WORK INSTRUCTIONS:
Return every entry below without altering a word.

[Natural language region descriptions]

----------------

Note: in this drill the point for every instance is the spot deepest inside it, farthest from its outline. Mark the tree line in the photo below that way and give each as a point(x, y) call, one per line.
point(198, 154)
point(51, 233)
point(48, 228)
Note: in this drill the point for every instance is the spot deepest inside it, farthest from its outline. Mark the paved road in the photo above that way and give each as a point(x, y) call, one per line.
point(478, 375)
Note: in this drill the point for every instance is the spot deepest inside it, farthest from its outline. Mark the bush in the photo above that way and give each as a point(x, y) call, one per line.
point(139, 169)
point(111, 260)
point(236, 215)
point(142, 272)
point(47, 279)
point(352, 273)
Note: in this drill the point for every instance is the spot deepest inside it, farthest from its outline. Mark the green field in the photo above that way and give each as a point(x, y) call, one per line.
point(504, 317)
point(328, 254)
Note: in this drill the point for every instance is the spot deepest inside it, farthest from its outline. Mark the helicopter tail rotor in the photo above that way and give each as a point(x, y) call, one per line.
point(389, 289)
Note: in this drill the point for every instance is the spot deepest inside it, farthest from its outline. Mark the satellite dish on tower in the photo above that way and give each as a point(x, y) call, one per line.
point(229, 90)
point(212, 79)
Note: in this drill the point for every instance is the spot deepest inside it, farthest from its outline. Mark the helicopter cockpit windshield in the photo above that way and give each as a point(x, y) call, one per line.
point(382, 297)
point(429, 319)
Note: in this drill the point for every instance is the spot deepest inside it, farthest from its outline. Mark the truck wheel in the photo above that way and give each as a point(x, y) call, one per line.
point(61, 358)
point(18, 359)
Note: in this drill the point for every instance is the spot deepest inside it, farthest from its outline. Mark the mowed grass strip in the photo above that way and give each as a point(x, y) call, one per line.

----------------

THE ANSWER:
Note: in this drill the point for every instance is the spot deepest inside it, farthest from its outline. Mark the tree line in the photo below that way and give each as a point(x, y) call, one per line.
point(198, 154)
point(51, 233)
point(48, 228)
Note: in this drill the point for every instance is the spot deepest inside it, farthest from its outline. Mark the paved road in the photo above that way and give each as a point(x, y) call, one per line.
point(478, 375)
Note: in this drill the point for every instance is the spot deepest inside it, farthest from its outline. Mark the bush in the photo above that way and give each as a point(x, y) call, one per line.
point(139, 169)
point(111, 260)
point(236, 215)
point(142, 272)
point(47, 279)
point(352, 273)
Note: in this drill the point for every instance is the spot deepest inside it, farthest from its outline. Mark the green field in the photo above that way and give each as a point(x, y) call, one per line.
point(504, 317)
point(328, 254)
Note: in this drill the point for every instance is the spot deepest inside it, farthest from its outline. Mark the helicopter tail rotor in the photo above that way and give each as a point(x, y) call, one per line.
point(389, 289)
Note: in this drill the point for every instance is the spot deepest inside it, farthest from its outline. Mark the satellite dish on tower in the photo above that way and give each as a point(x, y) call, one per line.
point(229, 90)
point(212, 79)
Note: in this drill the point for every instance is the spot deepest inside it, farthest from its outline. Mark the helicopter cockpit windshield in the photo above that way and give each as a point(x, y) call, one per line.
point(382, 297)
point(429, 319)
Note: in this drill the point for every instance is the spot deepest inside it, farthest from its outline. Mark the truck wheel in the photo above that way and give each as a point(x, y) call, one per line.
point(61, 358)
point(18, 359)
Note: in this drill the point for every instance is the spot deepest inside it, farthest from its outline. Mark the mowed grass strip in the photo above that way and give each as a point(x, y) call, one per line.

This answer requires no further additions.